## DOCUMENT EXTRACT:
- - -
Lately I have been expanding my foodie horizons and moving into areas I dared not visit before. One good reason was because I knew The Nudge was just not into all those unique spices. Over the last few months I seem to have awakened something in his attitude that has changed from "no, I have never tasted that but I know I won't like it - to - Let me taste it first, then I will let you know". He has been very adventurous in the kitchen as of late and except for one small disaster, he's taken leftovers for lunch (that is my indication he likes what he has eaten!).

Tonight we traveled to Afghanistan with a dish I knew he would like. I always thought that Afghanistan food was like Indian (of which both of us are not fans), but after researching the cuisine, I found out, quite to my surprise, that there is nothing that they cook that can not be found in a good market here in the US. They love meat (beef #1) and spinach and squash is a big part of their diet. They also make dumplings and noodles, like mild spice, love coriander and use yogurt like most of the Mediterranean countries. The only spice that was not something I am exposed to often is fenugreek but after a whiff I recognize it as something I have found in Greek foods. While India uses it the most, it is prized by most arid-growing countries and travels along the spice trail to Morocco.

Turmeric (which most of us recognize today), is used in almost every dish that the Afghans eat. Today it has been found to have nutritional benefits that goes beyond the tell-tail bright orange color. While India uses ginger, that is one spice not found in the Afghan diet because Muslims do not cook with it (or alcohol of any kind). I imagine that just like India, there are many areas of cuisine that change depending where you live and how close to the spice trail that territory was. Needless to say, I am intrigued with that whole area in relationship to food.

This dish is something I created that might seem more American in nature due to the known ingredients that we can find here in the US, but a dish like this (in one version or another) is found in every home in Afghanistan. Always trying to 'sneak' more vegetables into our diet, the mushrooms were the perfect choice. They are like little sponges, soaking up the juices of all the ingredients that they are cooked with. I was actually able to use more than a 50-50 swap with this dish because lamp has a powerful presence and I needed less meat, making this extremely healthy.

Lamb is most often the meat of choice for this style dish but a lean beef can and does act as a suitable replacement since the Afghans do raise beef and quite enjoy it. I went with the lamb and to keep it healthy, after cooking, I drained it well in sheets of paper towels to whisk away all the fat. I then added minced onions, garlic, mushrooms and tomato sauce.
The rest was all herbs and spices. It is topped with a yogurt sauce that is flavored with garlic and lots of mint.
There isn't anything to not like in this dish. I wanted it to be red pepper hot so I added red pepper flakes and a good squirt of Sriracha just before eating but that is something that is optional, as is the fenugreek. If you have dried mint in your cabinet that will do just fine.
- - -
Position annotation data:
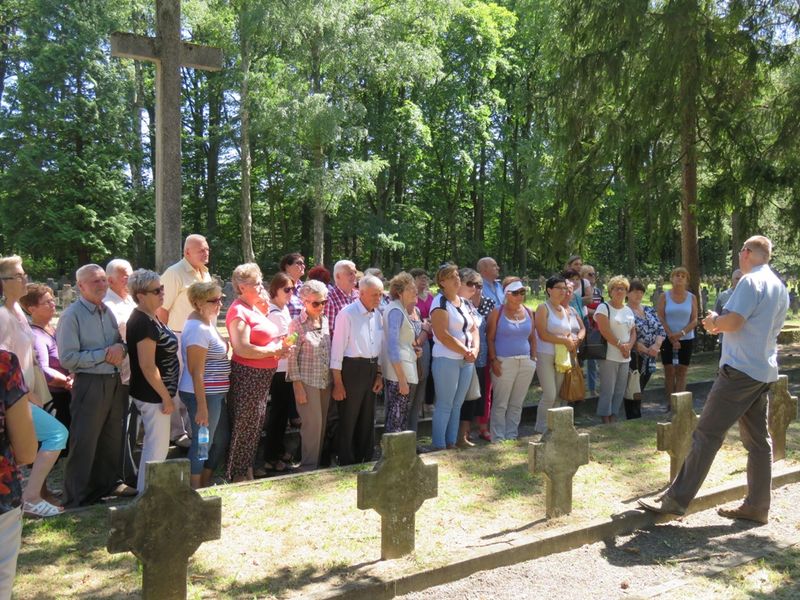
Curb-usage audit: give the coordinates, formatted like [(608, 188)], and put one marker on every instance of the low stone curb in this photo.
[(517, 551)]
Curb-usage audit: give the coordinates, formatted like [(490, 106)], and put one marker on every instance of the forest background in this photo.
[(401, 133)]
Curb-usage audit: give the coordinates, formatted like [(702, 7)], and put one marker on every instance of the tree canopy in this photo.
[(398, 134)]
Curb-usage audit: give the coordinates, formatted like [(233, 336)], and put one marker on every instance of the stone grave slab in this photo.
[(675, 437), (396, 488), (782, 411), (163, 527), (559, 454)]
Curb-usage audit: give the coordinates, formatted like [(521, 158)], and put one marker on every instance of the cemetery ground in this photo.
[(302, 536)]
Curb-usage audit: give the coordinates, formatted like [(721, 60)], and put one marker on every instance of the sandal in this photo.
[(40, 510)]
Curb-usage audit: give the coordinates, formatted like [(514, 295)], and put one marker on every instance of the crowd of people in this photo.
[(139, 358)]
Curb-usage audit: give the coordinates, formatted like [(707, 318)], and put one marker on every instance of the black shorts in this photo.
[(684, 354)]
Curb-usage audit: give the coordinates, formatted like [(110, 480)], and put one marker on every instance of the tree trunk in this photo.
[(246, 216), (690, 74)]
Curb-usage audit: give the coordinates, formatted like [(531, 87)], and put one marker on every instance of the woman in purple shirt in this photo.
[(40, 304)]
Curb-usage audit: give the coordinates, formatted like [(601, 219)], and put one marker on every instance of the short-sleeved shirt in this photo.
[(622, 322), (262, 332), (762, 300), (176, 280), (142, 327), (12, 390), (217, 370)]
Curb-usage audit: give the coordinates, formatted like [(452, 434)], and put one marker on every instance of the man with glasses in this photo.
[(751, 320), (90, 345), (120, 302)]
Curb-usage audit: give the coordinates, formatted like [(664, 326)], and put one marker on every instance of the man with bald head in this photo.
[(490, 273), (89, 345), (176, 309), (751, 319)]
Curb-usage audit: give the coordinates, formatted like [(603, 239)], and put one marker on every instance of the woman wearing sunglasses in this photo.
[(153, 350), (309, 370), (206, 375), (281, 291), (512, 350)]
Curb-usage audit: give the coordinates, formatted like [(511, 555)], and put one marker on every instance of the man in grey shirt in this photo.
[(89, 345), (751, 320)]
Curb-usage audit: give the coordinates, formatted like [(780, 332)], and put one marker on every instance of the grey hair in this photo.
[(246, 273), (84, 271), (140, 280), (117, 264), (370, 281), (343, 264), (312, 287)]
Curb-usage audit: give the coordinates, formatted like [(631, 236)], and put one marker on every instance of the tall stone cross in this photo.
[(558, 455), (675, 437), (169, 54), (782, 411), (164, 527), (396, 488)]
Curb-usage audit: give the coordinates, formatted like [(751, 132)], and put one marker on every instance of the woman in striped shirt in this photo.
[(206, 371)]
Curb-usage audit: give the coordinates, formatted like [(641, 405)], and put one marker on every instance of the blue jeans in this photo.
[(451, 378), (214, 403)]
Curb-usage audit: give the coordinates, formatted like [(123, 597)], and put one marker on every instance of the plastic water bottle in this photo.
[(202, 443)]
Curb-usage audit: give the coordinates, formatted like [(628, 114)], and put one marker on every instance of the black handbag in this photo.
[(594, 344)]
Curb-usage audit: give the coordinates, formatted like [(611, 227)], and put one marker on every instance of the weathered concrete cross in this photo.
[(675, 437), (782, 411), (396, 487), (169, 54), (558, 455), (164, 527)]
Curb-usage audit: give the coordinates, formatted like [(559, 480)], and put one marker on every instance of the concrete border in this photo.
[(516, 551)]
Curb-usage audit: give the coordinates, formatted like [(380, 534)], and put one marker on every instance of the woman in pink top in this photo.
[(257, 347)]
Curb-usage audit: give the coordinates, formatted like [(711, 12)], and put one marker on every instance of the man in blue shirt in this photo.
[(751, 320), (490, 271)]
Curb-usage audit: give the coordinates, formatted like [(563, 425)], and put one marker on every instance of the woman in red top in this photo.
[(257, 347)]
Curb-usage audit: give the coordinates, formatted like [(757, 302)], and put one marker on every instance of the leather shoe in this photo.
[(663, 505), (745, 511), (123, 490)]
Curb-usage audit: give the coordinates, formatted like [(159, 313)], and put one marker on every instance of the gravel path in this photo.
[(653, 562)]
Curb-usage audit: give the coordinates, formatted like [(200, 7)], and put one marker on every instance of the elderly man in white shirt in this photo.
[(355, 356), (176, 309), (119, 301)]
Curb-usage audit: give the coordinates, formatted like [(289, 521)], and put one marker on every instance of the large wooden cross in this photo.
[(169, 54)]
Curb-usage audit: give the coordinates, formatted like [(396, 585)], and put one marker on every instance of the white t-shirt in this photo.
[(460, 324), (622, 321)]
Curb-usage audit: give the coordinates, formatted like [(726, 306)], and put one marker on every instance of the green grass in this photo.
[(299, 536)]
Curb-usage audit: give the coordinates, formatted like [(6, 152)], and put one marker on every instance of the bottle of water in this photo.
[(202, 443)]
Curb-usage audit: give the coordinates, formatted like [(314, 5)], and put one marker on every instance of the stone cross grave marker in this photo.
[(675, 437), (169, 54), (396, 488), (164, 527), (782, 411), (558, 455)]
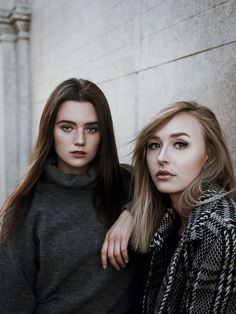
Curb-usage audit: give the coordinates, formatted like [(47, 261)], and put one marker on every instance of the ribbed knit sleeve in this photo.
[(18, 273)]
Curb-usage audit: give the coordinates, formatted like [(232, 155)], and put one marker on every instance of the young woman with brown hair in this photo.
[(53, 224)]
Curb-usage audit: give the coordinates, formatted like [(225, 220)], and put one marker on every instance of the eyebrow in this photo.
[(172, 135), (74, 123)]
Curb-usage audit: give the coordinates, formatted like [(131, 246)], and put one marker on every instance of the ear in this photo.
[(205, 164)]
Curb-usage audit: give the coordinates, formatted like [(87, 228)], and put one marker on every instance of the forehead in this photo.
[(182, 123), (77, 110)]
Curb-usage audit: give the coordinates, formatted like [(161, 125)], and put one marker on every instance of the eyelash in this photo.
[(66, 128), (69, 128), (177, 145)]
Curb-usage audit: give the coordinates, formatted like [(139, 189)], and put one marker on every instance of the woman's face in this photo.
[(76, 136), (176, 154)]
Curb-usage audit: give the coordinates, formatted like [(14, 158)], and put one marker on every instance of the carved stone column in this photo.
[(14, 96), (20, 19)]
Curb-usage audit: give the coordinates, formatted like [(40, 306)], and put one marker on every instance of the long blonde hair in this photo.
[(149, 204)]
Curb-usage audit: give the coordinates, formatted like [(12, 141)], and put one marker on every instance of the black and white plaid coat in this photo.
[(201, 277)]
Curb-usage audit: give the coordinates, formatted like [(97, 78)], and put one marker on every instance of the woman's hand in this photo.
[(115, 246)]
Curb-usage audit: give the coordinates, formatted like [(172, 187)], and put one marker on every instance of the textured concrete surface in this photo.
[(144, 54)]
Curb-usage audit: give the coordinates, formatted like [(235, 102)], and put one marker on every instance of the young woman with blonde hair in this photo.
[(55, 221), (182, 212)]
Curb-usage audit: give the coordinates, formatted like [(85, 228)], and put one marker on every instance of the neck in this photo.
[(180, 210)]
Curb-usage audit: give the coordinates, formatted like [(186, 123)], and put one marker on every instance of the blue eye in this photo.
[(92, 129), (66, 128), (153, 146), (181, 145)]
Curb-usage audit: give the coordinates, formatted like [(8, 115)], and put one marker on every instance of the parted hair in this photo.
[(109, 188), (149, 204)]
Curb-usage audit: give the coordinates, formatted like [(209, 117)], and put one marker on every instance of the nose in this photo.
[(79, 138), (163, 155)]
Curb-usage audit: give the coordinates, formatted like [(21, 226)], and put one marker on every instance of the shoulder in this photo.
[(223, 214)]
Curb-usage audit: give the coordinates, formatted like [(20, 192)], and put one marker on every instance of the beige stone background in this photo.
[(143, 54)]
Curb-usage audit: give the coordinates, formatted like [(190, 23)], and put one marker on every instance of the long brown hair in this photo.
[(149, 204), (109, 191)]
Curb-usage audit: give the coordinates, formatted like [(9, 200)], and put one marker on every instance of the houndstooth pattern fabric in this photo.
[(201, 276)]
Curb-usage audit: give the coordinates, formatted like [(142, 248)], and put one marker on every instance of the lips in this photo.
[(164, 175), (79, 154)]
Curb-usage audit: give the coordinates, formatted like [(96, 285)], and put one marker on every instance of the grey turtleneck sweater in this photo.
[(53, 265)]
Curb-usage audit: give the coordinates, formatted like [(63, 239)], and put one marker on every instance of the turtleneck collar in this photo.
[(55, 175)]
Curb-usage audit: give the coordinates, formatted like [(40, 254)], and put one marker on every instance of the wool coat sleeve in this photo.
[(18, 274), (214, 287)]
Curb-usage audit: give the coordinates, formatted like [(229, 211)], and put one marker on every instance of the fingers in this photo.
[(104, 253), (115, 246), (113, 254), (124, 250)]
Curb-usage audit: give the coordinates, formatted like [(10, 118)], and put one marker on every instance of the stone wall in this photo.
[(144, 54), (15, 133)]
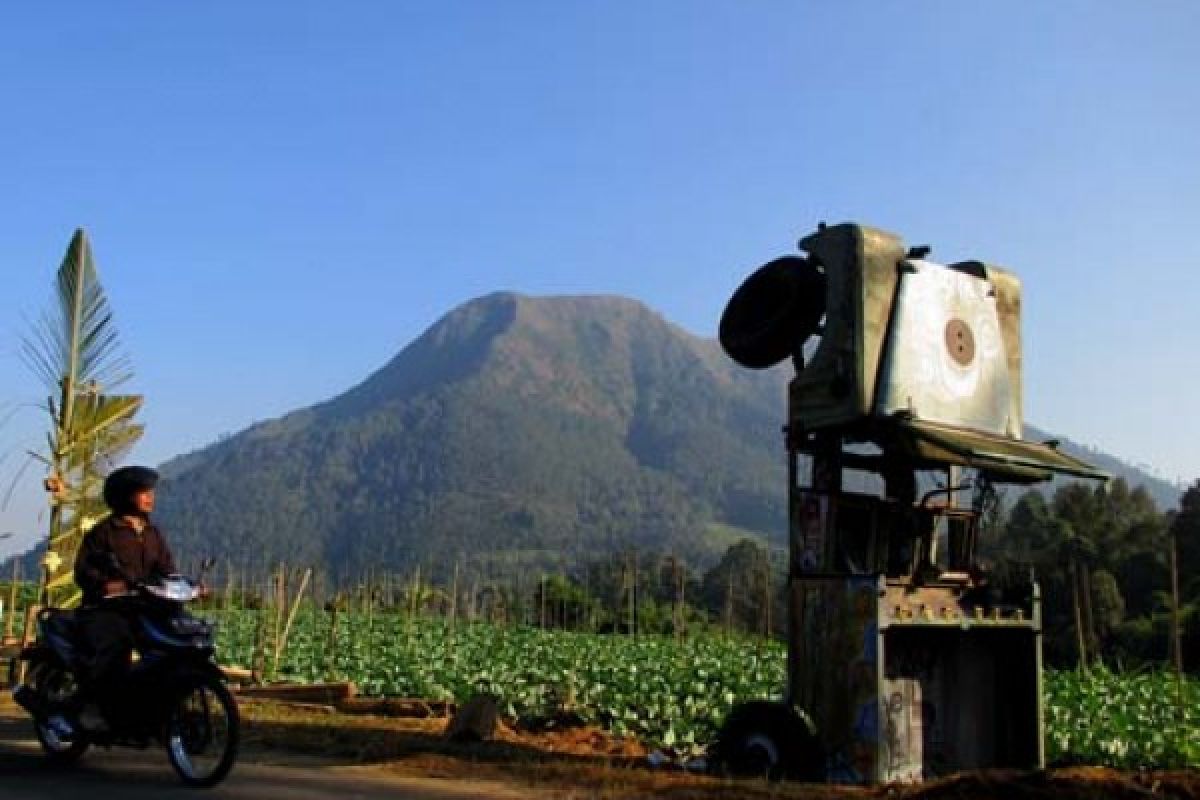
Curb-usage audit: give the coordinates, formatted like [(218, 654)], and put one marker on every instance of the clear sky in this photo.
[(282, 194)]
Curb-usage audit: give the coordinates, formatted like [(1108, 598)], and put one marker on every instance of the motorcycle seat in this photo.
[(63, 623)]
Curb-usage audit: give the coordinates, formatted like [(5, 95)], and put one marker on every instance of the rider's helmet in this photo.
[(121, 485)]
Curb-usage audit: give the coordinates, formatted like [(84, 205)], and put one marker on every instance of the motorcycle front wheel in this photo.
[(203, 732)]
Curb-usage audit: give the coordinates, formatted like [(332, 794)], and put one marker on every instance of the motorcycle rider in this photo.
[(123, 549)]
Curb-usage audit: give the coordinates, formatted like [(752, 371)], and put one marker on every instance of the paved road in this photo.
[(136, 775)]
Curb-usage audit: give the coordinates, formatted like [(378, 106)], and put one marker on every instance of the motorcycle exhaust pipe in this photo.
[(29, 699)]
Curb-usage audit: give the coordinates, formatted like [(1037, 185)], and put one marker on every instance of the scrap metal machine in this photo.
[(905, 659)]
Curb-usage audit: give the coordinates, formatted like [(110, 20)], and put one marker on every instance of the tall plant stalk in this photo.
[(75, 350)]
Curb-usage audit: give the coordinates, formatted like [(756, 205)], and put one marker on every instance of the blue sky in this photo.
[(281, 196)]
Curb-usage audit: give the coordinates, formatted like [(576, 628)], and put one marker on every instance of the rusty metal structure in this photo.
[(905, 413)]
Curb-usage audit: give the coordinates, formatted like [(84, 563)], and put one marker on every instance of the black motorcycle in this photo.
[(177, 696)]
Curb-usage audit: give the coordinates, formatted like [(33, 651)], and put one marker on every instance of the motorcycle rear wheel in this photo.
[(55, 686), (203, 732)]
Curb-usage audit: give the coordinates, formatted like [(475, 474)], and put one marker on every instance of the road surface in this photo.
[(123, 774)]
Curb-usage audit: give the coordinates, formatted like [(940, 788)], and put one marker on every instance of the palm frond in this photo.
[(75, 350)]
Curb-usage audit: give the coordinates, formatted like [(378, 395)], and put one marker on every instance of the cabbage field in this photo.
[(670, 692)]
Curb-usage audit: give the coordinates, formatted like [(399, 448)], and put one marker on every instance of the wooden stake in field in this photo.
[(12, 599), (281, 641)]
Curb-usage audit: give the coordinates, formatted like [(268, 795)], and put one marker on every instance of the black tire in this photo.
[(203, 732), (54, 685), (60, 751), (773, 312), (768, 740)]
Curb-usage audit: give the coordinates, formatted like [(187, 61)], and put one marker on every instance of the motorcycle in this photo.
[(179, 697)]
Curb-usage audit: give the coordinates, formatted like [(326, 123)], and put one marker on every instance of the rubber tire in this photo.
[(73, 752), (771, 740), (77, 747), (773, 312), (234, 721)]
- - -
## THE TASKS:
1. Set down the part of the Afghan cooking post that begins with the words containing "Lamb is most" and ends with "do just fine.", copying it word for word.
2. According to the Afghan cooking post, which ingredients were added to the lamb after it was drained?
3. Extend the Afghan cooking post by writing what comes after its last sentence.
The data is not needed for any of this.

## TASK-BY-TASK ANSWERS:
1.
Lamb is most often the meat of choice for this style dish but a lean beef can and does act as a suitable replacement since the Afghans do raise beef and quite enjoy it. I went with the lamb and to keep it healthy, after cooking, I drained it well in sheets of paper towels to whisk away all the fat. I then added minced onions, garlic, mushrooms and tomato sauce.
The rest was all herbs and spices. It is topped with a yogurt sauce that is flavored with garlic and lots of mint.
There isn't anything to not like in this dish. I wanted it to be red pepper hot so I added red pepper flakes and a good squirt of Sriracha just before eating but that is something that is optional, as is the fenugreek. If you have dried mint in your cabinet that will do just fine.

2.
- Minced onions
- Garlic
- Mushrooms
- Tomato sauce

3.
It is amazing that I could not ascertain that this mixture was a 30% meat - 70% mushroom blend. You will not taste an overwhelmingly mushroom flavor and you will swear you are eating all meat. I am amazed that the meat acts as a flavor component and not just the main ingredient. I also know this is very kid-friendly due to the natural sweetness of the tomato sauce, onions, coriander and the mint.
The yogurt sauce has a nice hit of brightness with the lemon juice and feel free to add more.

You will love the simplicity of this recipe and what the mushrooms contribute to it, and it got two thumbs up from The Nudge. I am extremely happy to have participated in this contest, but more importantly, I learned so much by doing so and my cooking will be better because of that. I call that a win-win any day.

Afghan Noodles
Serves 6

* 1 cup low-fat Greek yogurt
* 1 1/2 tablespoons chopped fresh mint or 1/2 teaspoon dried
* 1 tablespoon fresh lemon juice
* 1/2 teaspoon minced garlic
* 1/3 pound ground lamb, beef, pork or poultry
* 10 ounces Baby Bellas, minced
* 1 tablespoon olive oil
* 1/2 sweet onion, minced
* 2 garlic cloves, chopped
* 1 teaspoons chili powder
* 1 1/2 teaspoon paprika
* 1 1/2 teaspoons ground coriander
* 1/4 teaspoon turmeric
* 1/2 teaspoon salt
* 1/2 teaspoon freshly ground black pepper
* 1/2 teaspoon red pepper flakes
* 1 cup tomato sauce
* 2 1/2 tablespoons of fresh mint or 1 1/2 teaspoon dried
* 4 cups dried yolk-less egg noodles, cooked

To prepare the sauce, combine the yogurt, 1 1/2 tablespoon fresh mint or 1/2 teaspoon dried, the lemon juice and the garlic.
Heat the oil in a large skillet over medium-high heat. Add the onion and garlic and saute until soft. Add the mushrooms, the meat and the chili powder. Saute until the meat is cooked and the liquid from the mushrooms has evaporated. Add the paprika, coriander, turmeric, salt, pepper and red pepper flakes. Stir to combine.
Add the tomato sauce, cover and simmer for 30 minutes. Uncover and simmer until all the liquid had cooked off. Add the mint right before serving.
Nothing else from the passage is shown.